**What to work on:** Repeat each entry exactly and drop the pictures.

------------------------------------

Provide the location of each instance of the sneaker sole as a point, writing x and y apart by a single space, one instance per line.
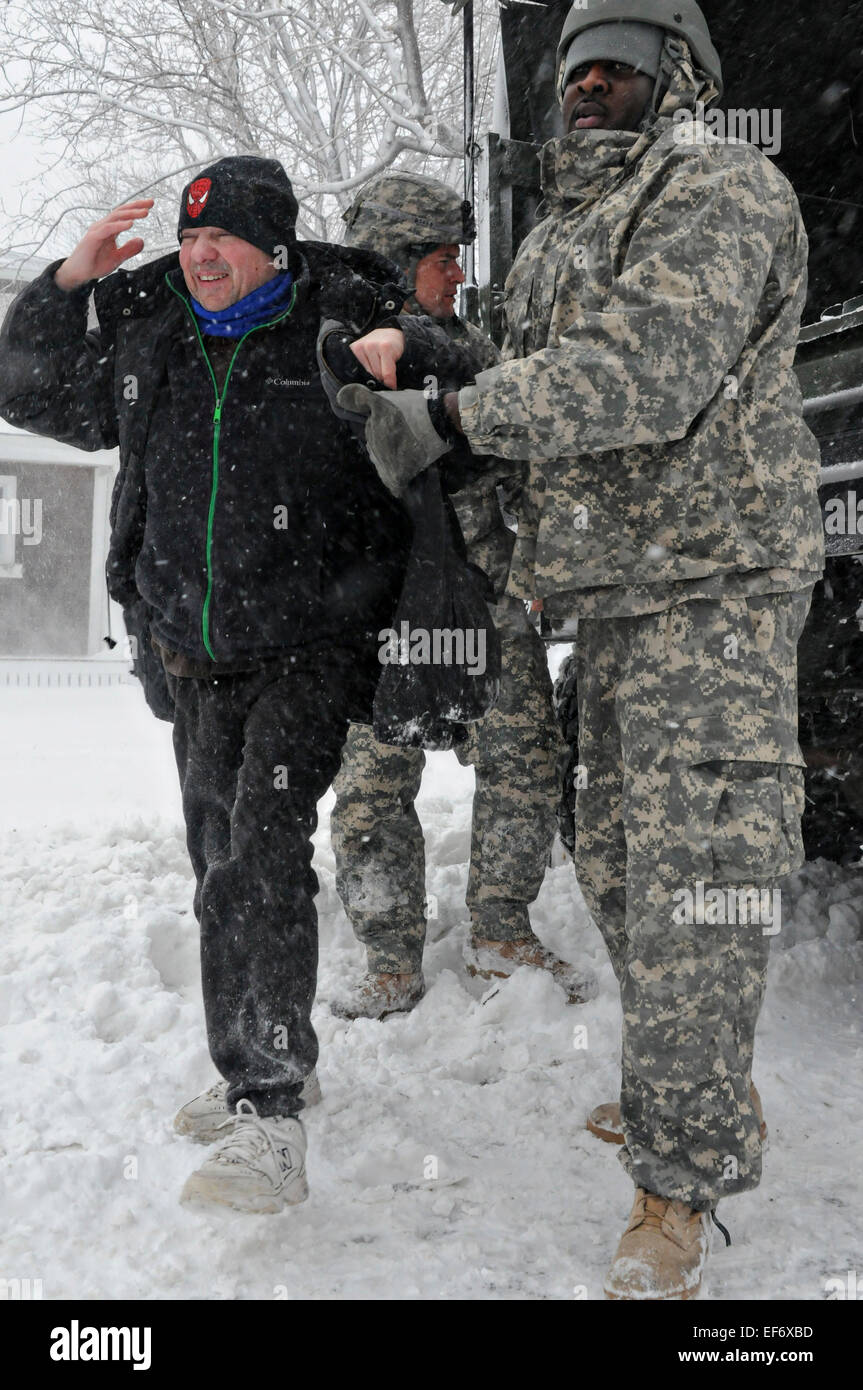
202 1189
573 995
605 1134
375 1018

------------------------------------

**Task answer:**
Provide the location of each instance of the sneaker sole as a point, writing x and y apart by a single space, one instance per line.
202 1189
573 995
605 1134
375 1018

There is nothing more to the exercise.